The stories of these women and countless others stand as testaments to the fact that no matter what role you have or where you find yourself, there is often a way to contribute to a larger cause. …

“Eighty years after their Liberation, France continues to commemorate French Resistance fighters and Allied veterans from WWII. … On May 27th, 2024, in the presence of the family of Alice Arteil, a secondary school in Le Mayet-de Montagne, was renamed in honor of French Resistant Alice Arteil. Arteil was one of the only women to command her own Resistance group. Her knowledge of the mountainous and woody terrain was invaluable for the rescue missions and the general activities of the group.” More at LOC, here.

▸ **ACTIVITY 1**: According to the passage on women in the French Resistance, what was renamed in honor of Alice Arteil on May 27th, 2024?
▸ **ACTIVITY 2**: Carry on the passage about women in the French Resistance from the point where it stops.

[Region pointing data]
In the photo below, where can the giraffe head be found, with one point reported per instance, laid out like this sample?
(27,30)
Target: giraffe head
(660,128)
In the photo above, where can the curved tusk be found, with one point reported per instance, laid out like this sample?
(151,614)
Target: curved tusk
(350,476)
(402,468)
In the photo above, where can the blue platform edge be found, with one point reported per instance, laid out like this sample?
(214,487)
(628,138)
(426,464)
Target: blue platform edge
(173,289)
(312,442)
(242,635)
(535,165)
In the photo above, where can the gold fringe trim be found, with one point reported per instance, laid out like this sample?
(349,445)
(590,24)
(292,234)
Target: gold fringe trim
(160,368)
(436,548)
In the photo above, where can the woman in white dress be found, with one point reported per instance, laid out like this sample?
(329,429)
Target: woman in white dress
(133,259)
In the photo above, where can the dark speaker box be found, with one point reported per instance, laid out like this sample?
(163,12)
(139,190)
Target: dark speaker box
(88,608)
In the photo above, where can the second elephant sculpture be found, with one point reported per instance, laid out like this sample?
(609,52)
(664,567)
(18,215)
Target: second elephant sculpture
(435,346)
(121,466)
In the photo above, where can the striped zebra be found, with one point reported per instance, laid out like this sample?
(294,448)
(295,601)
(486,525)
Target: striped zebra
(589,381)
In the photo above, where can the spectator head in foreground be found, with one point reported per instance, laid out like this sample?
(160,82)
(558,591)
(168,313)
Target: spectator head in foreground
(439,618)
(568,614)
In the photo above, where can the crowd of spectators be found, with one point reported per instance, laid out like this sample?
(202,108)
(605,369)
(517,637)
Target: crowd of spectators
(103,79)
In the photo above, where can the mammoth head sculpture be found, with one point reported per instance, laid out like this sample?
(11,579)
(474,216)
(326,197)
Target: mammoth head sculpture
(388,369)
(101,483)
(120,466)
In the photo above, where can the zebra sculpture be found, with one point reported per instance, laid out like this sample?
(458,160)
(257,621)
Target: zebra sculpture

▸ **ANSWER AREA 1**: A secondary school in Le Mayet-de Montagne.

▸ **ANSWER AREA 2**:
At the website, there are other women, listed alphabetically. I loved reading about Pippa the “knitting spy,” who hid her information within a knitting kit by knotting codes onto silk. Was she thinking about Madame Defarge? What a testament to fiction being as real as real life — and sometimes more influential!

“ ‘En 1940, il n’y avait plus d’hommes. C’étaient des femmes qui ont démarré la Résistance.’ 
-Germaine Tillion, quoted in Femmes de la Résistance: 1940-1945.”